● **Work task**
Work through the records below, line by line, and say how many lines include "white", with nothing else.

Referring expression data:
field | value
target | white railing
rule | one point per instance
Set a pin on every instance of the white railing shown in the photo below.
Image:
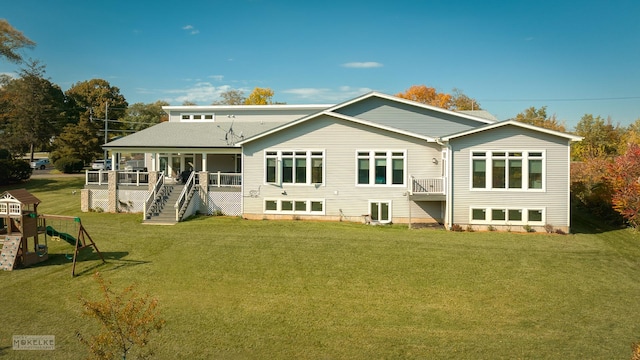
(133, 178)
(225, 179)
(98, 177)
(185, 195)
(428, 185)
(151, 199)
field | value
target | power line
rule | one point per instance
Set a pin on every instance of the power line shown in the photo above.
(567, 99)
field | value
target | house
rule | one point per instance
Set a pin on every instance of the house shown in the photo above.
(375, 158)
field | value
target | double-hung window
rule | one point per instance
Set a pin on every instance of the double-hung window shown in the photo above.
(380, 167)
(294, 167)
(517, 170)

● **Final answer**
2